## What to do
Can you update the records below by changing every "peppercorn" to "pepper grain" and keeping everything else the same, with the pictures left out?

════════════════════

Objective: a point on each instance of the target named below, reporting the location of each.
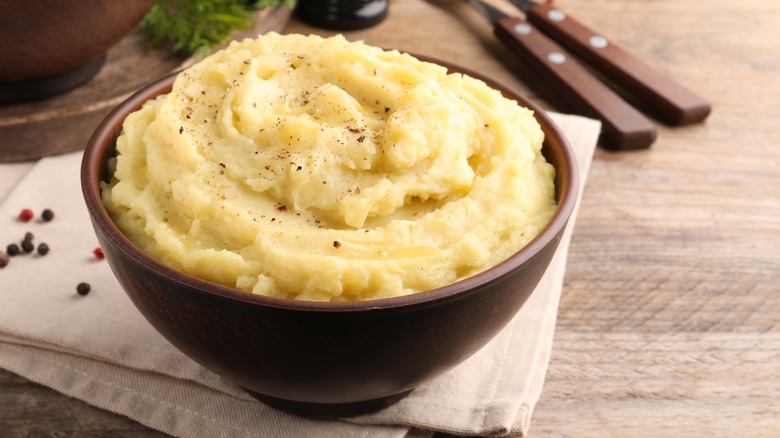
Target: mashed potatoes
(321, 169)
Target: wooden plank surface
(669, 323)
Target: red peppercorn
(25, 215)
(28, 246)
(13, 249)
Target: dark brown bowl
(51, 46)
(315, 358)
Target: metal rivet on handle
(556, 57)
(522, 28)
(598, 41)
(556, 15)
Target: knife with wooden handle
(623, 127)
(671, 101)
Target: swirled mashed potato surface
(321, 169)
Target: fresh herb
(188, 27)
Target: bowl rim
(102, 143)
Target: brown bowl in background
(51, 46)
(315, 358)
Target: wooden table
(669, 323)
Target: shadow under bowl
(326, 359)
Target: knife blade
(623, 127)
(671, 101)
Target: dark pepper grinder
(342, 14)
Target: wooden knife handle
(673, 102)
(623, 127)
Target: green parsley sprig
(188, 27)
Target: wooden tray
(64, 123)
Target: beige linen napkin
(99, 349)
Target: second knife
(623, 127)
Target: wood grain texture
(669, 324)
(63, 123)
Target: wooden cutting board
(64, 123)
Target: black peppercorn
(12, 249)
(83, 288)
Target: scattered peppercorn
(25, 215)
(83, 288)
(28, 246)
(12, 249)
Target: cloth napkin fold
(98, 348)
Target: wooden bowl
(52, 46)
(325, 359)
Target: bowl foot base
(327, 411)
(11, 92)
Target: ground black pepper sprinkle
(83, 288)
(12, 249)
(28, 246)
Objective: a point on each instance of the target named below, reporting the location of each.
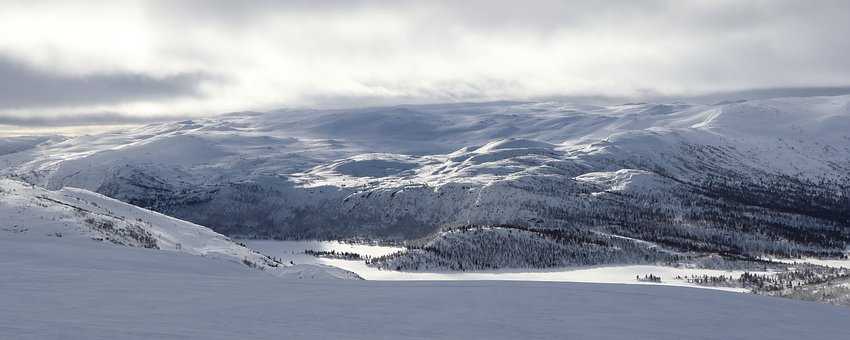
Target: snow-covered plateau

════════════════════

## Response to this exercise
Objective: a point on each instance of the target named below, reporting the location of each.
Target: mashed potatoes
(321, 169)
Target: wooden plank surface
(669, 323)
Target: red pepper grain
(25, 215)
(28, 246)
(13, 249)
Target: dark brown bowl
(51, 46)
(315, 358)
Target: metal rivet on handle
(556, 57)
(522, 28)
(598, 41)
(556, 15)
Target: knife with wooden handle
(623, 127)
(671, 101)
Target: swirled mashed potato surface
(321, 169)
Target: fresh herb
(188, 27)
Target: bowl rim
(102, 143)
Target: brown bowl in background
(51, 46)
(315, 358)
Target: wooden table
(669, 323)
Target: shadow under bowl
(326, 359)
Target: knife blade
(623, 127)
(671, 101)
Target: dark pepper grinder
(342, 14)
Target: wooden knife handle
(673, 102)
(623, 127)
Target: green parsley sprig
(188, 27)
Target: wooden tray
(64, 123)
Target: beige linen napkin
(99, 349)
Target: second knife
(623, 127)
Target: wood grain texture
(669, 324)
(63, 123)
Target: wooden cutting board
(64, 123)
Target: black pepper grain
(12, 249)
(83, 288)
Target: scattered pepper grain
(25, 215)
(83, 288)
(28, 246)
(12, 249)
Target: cloth napkin fold
(98, 348)
Target: wooden bowl
(52, 46)
(325, 359)
Target: bowl foot base
(327, 411)
(11, 92)
Target: ground black pepper sprinkle
(83, 288)
(12, 249)
(28, 246)
Objective: a point on each instance of the target named below, reporting the location of each.
Target: snow-covered plateau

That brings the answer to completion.